• WRITTEN PROBLEM
In the listing below, lay out the lines from the line containing "Where can you find the sky?" through the line containing "<point>304,96</point>", both included, as a Markdown table with the columns Row and Listing Line. Number each line and skip any blank lines.

::: THE INPUT :::

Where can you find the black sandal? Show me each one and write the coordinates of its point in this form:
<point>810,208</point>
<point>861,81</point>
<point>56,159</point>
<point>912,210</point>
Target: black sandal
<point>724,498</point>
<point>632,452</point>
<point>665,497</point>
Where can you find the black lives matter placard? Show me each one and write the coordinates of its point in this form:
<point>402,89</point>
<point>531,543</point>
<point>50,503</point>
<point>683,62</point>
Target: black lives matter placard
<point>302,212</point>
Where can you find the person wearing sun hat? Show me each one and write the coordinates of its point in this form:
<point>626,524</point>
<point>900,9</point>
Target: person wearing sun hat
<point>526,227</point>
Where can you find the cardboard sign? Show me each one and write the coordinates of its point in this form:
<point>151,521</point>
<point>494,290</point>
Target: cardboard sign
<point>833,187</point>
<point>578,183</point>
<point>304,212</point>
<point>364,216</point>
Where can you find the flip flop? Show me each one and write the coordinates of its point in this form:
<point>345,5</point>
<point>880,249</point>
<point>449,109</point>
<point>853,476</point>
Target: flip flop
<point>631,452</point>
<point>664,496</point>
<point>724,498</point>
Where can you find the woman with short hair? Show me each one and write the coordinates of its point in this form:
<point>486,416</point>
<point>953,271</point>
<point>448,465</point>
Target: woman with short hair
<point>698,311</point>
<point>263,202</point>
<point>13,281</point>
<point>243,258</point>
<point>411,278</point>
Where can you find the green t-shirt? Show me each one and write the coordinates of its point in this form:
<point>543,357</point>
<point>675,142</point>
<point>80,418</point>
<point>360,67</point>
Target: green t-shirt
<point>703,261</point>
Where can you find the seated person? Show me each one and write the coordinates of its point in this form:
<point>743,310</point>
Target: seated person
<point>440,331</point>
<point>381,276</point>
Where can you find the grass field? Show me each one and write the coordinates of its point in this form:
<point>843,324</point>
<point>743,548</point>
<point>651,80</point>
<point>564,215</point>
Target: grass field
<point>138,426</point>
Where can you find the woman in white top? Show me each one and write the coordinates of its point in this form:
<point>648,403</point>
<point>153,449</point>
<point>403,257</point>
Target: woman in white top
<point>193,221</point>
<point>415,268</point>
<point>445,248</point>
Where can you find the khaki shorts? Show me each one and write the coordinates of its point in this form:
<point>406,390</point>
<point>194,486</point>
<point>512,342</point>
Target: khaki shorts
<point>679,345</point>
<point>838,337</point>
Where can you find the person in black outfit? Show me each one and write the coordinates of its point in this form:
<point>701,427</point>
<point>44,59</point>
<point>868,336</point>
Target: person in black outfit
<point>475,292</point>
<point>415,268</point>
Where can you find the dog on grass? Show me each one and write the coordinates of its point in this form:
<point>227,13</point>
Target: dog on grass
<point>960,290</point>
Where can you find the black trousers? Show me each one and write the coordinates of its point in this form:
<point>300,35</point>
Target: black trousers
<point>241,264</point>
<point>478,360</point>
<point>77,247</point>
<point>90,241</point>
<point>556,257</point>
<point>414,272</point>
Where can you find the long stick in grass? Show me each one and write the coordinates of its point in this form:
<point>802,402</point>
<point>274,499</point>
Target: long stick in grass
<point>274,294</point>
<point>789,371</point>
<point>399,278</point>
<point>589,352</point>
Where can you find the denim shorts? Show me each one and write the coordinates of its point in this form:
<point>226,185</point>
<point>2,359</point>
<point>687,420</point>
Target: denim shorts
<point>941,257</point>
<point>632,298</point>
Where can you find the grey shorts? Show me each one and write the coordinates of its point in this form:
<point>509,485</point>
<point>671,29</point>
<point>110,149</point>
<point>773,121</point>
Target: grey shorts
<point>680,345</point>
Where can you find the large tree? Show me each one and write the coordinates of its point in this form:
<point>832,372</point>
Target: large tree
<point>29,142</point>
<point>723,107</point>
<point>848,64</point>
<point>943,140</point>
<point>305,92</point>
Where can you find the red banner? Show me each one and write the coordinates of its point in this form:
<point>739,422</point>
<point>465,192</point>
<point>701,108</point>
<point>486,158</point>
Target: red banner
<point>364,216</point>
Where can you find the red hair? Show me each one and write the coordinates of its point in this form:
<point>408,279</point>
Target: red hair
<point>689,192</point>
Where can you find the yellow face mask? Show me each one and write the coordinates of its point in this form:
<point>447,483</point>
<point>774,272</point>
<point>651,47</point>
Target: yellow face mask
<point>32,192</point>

:::
::: THE INPUT :::

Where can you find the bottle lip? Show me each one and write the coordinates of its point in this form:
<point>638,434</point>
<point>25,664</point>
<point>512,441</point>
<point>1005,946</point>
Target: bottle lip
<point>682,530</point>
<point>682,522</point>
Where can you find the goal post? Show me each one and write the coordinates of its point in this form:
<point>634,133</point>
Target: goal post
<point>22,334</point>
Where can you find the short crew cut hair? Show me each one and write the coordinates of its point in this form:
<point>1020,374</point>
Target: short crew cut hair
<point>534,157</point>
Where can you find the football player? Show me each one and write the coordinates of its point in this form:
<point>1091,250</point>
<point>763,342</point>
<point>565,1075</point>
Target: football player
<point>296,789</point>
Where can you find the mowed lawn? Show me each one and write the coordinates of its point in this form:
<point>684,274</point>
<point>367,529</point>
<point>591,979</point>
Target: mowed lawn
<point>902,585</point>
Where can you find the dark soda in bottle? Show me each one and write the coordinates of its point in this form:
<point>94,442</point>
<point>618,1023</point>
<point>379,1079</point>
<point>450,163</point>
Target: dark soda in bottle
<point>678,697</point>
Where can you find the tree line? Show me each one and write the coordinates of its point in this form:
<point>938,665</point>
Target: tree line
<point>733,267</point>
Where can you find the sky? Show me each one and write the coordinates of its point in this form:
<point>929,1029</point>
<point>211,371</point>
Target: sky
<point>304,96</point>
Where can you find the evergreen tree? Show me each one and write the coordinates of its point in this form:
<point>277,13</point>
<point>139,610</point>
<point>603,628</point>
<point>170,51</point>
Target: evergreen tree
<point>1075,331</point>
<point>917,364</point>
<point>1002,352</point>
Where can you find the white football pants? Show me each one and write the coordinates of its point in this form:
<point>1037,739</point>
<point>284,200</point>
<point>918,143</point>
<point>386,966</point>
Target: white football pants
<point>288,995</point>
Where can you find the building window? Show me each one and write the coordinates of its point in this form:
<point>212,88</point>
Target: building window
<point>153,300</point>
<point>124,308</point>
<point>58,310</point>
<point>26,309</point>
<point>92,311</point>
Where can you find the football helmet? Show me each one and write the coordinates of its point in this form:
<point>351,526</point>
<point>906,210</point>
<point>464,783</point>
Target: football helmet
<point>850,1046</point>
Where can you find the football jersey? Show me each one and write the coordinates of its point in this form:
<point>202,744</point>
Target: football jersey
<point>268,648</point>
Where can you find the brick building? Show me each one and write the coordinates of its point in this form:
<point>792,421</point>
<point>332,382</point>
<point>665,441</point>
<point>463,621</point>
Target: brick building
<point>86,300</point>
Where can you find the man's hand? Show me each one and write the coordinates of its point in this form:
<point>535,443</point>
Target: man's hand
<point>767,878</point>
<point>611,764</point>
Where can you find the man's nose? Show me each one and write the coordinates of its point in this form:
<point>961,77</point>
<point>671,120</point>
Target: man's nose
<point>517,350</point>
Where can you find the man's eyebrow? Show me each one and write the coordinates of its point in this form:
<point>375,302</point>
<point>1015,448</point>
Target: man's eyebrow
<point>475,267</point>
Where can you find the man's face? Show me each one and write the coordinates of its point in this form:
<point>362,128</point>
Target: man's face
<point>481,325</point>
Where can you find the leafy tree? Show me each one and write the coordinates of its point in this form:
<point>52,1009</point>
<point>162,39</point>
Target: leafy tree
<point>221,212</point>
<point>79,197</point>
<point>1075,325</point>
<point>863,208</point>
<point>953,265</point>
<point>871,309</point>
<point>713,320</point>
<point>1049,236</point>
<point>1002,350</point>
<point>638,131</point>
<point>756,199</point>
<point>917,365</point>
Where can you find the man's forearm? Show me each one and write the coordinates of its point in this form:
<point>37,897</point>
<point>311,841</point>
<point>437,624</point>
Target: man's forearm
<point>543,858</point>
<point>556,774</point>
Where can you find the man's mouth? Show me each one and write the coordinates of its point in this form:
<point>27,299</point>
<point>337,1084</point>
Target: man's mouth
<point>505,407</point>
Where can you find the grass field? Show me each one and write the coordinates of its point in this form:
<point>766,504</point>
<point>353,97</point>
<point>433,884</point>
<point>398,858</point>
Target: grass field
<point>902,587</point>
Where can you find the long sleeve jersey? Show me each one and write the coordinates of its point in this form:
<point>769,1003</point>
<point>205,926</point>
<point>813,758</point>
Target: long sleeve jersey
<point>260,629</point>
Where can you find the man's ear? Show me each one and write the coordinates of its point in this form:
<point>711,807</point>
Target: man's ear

:::

• FULL SOLUTION
| Row | Listing Line |
|---|---|
| 1 | Where can you find the sky? Show me each one and write the coordinates of its point in this form: |
| 2 | <point>929,1029</point> |
| 3 | <point>211,371</point> |
| 4 | Target: sky |
| 5 | <point>304,96</point> |